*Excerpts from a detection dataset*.
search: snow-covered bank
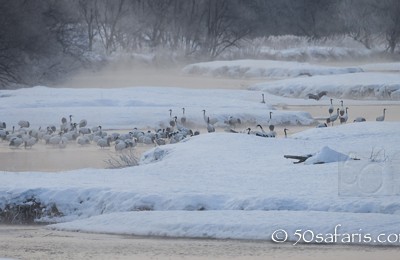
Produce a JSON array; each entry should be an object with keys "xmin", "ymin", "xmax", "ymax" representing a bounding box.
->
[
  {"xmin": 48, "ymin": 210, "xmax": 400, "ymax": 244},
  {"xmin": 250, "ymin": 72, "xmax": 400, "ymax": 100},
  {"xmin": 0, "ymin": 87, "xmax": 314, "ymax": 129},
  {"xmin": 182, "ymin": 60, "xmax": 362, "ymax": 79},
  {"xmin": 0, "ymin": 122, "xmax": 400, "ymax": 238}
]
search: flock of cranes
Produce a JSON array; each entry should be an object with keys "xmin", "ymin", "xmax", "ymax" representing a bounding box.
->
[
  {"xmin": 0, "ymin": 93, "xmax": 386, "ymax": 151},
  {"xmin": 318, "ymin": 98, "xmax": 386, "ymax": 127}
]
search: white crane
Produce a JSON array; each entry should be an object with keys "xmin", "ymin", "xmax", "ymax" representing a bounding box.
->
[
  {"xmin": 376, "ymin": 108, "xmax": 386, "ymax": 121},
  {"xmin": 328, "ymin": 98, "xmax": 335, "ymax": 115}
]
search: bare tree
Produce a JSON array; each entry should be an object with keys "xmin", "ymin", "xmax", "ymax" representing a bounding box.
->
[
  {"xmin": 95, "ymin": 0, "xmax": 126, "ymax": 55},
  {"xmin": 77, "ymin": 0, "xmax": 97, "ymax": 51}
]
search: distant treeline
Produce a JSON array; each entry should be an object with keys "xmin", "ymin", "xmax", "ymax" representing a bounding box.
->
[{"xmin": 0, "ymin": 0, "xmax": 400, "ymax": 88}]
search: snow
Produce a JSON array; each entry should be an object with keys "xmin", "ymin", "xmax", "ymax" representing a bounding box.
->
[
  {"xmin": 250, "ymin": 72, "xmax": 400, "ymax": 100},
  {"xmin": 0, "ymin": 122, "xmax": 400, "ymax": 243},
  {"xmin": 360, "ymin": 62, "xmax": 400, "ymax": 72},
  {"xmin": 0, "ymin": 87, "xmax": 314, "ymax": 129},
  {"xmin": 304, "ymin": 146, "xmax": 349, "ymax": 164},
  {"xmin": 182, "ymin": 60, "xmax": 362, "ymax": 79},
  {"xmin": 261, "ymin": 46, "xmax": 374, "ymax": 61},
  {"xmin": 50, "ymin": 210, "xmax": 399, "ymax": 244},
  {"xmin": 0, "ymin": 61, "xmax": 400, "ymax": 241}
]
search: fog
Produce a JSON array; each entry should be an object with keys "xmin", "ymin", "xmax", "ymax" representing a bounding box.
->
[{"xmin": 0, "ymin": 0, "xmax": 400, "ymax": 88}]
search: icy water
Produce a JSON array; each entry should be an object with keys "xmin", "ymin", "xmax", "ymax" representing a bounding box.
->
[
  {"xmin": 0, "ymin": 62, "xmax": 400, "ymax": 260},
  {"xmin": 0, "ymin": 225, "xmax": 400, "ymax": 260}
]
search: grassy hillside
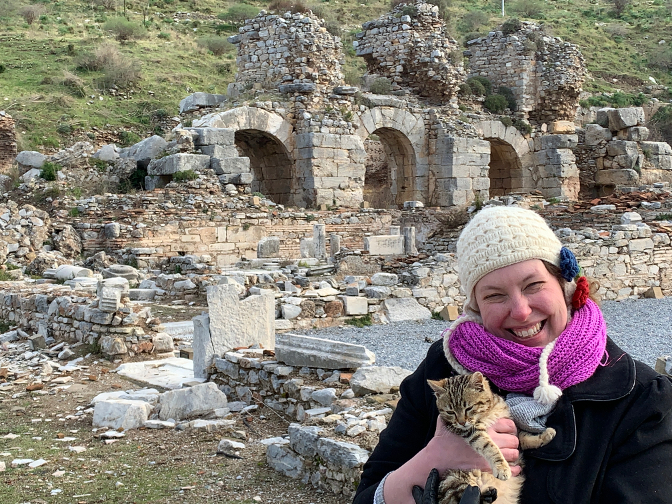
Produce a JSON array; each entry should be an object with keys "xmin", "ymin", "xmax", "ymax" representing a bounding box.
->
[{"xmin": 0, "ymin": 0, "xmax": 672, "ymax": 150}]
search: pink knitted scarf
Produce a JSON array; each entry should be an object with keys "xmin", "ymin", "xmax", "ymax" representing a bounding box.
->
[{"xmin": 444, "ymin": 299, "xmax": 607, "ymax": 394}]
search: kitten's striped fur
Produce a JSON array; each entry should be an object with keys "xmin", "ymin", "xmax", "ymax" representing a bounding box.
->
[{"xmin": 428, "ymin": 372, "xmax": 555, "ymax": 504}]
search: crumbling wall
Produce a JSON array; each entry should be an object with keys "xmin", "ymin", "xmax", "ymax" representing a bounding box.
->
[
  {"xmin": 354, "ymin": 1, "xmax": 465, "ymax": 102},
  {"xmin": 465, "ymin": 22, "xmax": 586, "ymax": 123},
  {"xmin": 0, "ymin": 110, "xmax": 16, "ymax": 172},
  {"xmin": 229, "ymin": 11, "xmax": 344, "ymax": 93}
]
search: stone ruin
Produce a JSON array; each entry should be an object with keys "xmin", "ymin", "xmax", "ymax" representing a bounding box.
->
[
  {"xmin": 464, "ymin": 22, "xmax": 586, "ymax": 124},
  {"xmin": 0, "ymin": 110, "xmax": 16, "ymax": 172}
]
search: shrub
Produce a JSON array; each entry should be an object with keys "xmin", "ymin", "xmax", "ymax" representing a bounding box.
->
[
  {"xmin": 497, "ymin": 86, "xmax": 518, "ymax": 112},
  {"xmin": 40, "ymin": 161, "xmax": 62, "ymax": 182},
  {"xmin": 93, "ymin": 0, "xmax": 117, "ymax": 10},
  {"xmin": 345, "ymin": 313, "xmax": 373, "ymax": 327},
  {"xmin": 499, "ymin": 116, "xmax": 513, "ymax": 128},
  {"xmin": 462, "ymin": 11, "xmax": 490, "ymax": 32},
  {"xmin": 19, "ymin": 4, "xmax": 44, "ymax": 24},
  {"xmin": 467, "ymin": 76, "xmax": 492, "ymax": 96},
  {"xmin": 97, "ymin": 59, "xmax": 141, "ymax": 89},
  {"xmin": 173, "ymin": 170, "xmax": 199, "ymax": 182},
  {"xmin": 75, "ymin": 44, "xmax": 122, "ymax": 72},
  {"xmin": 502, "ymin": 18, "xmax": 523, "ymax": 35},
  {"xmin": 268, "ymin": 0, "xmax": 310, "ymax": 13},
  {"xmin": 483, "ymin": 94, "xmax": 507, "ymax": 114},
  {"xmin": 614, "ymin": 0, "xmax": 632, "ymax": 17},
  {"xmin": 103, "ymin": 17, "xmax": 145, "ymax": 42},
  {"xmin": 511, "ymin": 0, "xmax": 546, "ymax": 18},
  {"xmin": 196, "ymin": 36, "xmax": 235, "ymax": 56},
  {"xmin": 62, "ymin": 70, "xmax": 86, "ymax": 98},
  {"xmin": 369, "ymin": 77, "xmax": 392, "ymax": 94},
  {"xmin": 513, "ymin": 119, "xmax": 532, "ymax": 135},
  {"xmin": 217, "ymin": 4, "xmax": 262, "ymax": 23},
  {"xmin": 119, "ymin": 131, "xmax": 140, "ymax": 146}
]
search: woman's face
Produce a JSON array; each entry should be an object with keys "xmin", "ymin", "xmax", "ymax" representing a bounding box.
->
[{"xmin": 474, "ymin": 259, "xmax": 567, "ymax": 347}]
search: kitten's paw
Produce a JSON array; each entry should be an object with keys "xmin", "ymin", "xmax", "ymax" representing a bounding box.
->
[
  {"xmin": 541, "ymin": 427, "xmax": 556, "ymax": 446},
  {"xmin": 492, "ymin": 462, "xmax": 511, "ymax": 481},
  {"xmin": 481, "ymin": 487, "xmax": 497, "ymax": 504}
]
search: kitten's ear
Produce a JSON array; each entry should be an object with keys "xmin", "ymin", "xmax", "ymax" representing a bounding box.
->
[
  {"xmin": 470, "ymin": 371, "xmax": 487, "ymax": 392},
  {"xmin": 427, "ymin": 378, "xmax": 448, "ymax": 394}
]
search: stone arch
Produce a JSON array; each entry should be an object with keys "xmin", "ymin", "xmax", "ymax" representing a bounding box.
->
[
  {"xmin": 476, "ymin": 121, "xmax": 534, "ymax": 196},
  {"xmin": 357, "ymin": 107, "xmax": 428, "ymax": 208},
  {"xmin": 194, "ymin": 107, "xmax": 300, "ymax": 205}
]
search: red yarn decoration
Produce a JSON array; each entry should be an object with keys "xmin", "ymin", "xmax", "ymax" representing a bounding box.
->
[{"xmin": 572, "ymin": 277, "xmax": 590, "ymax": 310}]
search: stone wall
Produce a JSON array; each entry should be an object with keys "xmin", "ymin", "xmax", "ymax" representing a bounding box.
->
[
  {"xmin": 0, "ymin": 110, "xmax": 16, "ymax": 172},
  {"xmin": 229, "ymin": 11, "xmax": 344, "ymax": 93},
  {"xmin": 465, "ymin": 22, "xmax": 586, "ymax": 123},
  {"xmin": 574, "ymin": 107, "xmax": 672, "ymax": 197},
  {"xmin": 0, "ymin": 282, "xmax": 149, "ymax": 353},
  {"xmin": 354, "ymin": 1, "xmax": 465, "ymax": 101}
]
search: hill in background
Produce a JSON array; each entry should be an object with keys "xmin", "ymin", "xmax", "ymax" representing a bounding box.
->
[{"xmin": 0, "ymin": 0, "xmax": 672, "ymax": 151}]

*The exercise*.
Starting with the line that contains "search: stone wall", write out each line through the end of the listing, exactly as it appears, and include nothing else.

*Correct output*.
search: stone wall
Produce a JSON array; each entry should be an object with keys "xmin", "ymin", "xmax", "ymax" representing a bounding box.
->
[
  {"xmin": 0, "ymin": 110, "xmax": 16, "ymax": 172},
  {"xmin": 229, "ymin": 11, "xmax": 344, "ymax": 93},
  {"xmin": 465, "ymin": 22, "xmax": 586, "ymax": 123},
  {"xmin": 574, "ymin": 107, "xmax": 672, "ymax": 197},
  {"xmin": 0, "ymin": 282, "xmax": 149, "ymax": 353},
  {"xmin": 354, "ymin": 1, "xmax": 465, "ymax": 101}
]
search: hill in background
Produce a JSON array; each entry should be an object with keys "xmin", "ymin", "xmax", "ymax" representing a bounding box.
->
[{"xmin": 0, "ymin": 0, "xmax": 672, "ymax": 151}]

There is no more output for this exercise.